- **YOUR OBJECTIVE**: Give the lines of the material as a numbered list, leaving out blank lines. Start at the line that contains "Target: red onion ring" and continue through the end of the material.

[Entries drawn from a collection]
+ + + + + + +
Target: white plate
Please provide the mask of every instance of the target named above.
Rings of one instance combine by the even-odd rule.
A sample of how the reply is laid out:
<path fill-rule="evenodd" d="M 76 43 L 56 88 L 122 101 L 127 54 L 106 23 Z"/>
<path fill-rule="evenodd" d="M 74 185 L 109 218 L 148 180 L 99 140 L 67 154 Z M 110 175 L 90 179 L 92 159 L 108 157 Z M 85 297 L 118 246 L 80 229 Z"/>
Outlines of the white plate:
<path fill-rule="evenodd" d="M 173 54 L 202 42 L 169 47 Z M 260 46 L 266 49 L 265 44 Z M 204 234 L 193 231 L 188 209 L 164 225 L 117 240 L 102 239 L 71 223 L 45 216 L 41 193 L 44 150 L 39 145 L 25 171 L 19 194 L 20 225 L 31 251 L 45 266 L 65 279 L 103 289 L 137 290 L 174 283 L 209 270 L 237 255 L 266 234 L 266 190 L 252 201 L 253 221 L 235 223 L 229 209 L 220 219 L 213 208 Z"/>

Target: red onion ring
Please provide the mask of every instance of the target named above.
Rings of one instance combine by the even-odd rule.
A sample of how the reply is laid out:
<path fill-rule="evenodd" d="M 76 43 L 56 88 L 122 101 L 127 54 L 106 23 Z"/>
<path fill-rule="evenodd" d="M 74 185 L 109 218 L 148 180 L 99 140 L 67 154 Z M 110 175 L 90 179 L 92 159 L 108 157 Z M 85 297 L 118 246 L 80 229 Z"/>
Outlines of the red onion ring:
+ + + + + + +
- **OUTPUT**:
1. Target: red onion ring
2. Please provide the mask of every instance of the target named above.
3. Rings of one instance combine by the even-odd rule.
4. A sample of how the reply is laid out:
5. <path fill-rule="evenodd" d="M 76 43 L 56 88 L 122 101 L 127 54 L 106 23 Z"/>
6. <path fill-rule="evenodd" d="M 74 185 L 109 218 L 148 180 L 99 140 L 67 154 Z M 110 175 L 90 179 L 92 159 L 108 157 Z M 85 297 L 118 246 L 80 229 Z"/>
7. Outlines of the red onion ring:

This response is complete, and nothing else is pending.